Saved entries

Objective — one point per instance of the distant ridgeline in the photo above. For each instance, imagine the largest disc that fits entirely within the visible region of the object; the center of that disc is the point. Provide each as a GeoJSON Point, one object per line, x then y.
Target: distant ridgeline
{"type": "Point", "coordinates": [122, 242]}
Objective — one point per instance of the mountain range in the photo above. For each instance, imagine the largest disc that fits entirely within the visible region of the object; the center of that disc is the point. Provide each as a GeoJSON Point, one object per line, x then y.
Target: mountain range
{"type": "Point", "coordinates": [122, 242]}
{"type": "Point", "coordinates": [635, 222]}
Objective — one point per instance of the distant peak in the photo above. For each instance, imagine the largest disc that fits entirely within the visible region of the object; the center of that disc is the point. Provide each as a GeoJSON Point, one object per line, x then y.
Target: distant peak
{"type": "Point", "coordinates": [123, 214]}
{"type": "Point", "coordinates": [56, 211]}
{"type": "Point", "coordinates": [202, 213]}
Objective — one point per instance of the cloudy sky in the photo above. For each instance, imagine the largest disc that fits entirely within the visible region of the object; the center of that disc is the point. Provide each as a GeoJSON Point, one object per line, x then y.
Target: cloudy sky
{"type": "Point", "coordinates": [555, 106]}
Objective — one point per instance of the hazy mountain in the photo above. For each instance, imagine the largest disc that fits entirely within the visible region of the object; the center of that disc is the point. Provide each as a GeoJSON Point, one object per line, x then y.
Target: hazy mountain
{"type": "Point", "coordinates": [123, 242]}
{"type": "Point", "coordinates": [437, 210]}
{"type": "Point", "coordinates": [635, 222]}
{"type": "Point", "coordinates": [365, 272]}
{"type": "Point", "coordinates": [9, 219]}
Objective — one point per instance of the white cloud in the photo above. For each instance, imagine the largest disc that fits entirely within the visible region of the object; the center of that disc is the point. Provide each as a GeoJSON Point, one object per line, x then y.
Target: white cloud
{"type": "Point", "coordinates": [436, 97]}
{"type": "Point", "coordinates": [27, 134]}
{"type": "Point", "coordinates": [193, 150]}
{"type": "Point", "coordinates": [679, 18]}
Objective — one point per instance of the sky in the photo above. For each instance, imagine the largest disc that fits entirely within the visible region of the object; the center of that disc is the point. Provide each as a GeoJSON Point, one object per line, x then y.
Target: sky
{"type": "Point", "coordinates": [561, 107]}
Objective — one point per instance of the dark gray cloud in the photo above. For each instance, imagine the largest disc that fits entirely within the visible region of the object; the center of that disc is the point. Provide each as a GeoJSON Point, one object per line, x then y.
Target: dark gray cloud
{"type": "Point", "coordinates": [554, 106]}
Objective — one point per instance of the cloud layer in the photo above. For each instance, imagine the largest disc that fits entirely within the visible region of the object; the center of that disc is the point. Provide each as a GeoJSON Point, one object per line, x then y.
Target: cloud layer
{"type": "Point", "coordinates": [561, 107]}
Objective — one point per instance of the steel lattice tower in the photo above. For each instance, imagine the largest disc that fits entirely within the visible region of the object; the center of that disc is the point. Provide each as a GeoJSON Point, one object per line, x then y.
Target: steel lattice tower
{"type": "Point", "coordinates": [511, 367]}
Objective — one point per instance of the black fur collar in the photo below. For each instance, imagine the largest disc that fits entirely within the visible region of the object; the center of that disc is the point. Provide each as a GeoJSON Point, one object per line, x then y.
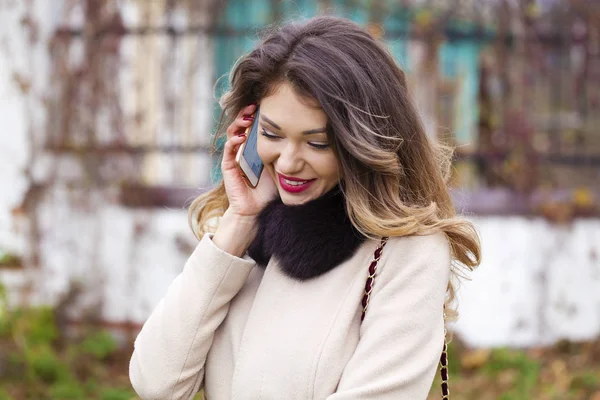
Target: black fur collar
{"type": "Point", "coordinates": [308, 239]}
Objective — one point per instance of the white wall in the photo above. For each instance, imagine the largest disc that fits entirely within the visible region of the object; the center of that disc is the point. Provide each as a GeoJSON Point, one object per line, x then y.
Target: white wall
{"type": "Point", "coordinates": [538, 282]}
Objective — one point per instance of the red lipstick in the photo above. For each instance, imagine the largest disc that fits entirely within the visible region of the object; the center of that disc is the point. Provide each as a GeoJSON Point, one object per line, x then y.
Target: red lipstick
{"type": "Point", "coordinates": [286, 183]}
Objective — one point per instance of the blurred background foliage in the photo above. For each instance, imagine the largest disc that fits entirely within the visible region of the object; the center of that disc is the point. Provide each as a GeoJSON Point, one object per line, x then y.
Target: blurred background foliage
{"type": "Point", "coordinates": [514, 85]}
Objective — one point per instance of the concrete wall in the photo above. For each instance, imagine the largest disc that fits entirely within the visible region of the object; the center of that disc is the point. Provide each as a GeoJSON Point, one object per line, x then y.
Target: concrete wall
{"type": "Point", "coordinates": [539, 282]}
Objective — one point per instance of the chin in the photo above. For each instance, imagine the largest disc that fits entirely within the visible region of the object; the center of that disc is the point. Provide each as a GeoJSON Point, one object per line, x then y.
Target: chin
{"type": "Point", "coordinates": [294, 199]}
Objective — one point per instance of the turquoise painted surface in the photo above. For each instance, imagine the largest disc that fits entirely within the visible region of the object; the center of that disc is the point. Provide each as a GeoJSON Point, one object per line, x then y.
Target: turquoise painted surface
{"type": "Point", "coordinates": [458, 59]}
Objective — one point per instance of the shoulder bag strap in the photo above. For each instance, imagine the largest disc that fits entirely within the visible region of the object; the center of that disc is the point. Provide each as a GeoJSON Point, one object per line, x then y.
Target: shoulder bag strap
{"type": "Point", "coordinates": [365, 303]}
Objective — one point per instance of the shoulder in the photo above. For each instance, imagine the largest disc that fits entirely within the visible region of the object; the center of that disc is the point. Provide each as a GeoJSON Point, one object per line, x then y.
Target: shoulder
{"type": "Point", "coordinates": [426, 258]}
{"type": "Point", "coordinates": [415, 246]}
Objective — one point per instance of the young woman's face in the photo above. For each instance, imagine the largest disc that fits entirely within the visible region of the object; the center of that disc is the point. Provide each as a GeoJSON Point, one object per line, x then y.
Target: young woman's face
{"type": "Point", "coordinates": [293, 146]}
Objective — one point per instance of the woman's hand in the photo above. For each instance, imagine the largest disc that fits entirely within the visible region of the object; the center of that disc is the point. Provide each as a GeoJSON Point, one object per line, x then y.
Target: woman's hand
{"type": "Point", "coordinates": [243, 200]}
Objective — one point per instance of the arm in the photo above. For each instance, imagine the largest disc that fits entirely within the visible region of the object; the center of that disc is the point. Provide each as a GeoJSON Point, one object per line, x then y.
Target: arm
{"type": "Point", "coordinates": [170, 351]}
{"type": "Point", "coordinates": [403, 331]}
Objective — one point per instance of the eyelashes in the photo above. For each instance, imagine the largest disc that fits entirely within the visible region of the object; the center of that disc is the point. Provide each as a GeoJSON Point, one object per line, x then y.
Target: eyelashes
{"type": "Point", "coordinates": [275, 137]}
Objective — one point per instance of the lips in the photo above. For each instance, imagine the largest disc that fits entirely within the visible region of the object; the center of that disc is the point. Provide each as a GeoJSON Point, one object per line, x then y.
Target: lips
{"type": "Point", "coordinates": [293, 184]}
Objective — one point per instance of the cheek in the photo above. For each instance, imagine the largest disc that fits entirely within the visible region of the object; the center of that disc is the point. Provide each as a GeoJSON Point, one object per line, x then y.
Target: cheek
{"type": "Point", "coordinates": [327, 166]}
{"type": "Point", "coordinates": [265, 152]}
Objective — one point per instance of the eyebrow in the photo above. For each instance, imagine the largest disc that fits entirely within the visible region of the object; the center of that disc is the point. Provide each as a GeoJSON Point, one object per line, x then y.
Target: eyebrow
{"type": "Point", "coordinates": [308, 132]}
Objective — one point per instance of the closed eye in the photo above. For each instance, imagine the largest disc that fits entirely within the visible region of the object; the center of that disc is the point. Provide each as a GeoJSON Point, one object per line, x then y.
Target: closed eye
{"type": "Point", "coordinates": [269, 135]}
{"type": "Point", "coordinates": [318, 146]}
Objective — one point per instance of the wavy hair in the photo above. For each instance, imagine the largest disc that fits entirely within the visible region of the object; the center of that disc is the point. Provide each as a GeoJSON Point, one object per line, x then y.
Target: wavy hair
{"type": "Point", "coordinates": [395, 177]}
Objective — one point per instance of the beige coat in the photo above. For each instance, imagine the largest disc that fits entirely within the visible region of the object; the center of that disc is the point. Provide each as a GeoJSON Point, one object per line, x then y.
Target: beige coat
{"type": "Point", "coordinates": [242, 332]}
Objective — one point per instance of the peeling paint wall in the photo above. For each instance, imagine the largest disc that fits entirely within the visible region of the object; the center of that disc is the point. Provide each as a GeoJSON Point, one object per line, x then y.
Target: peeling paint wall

Your goal: Once every line above has been checked for the string "peeling", give the number of matching lines and nothing more.

Completed exercise: 2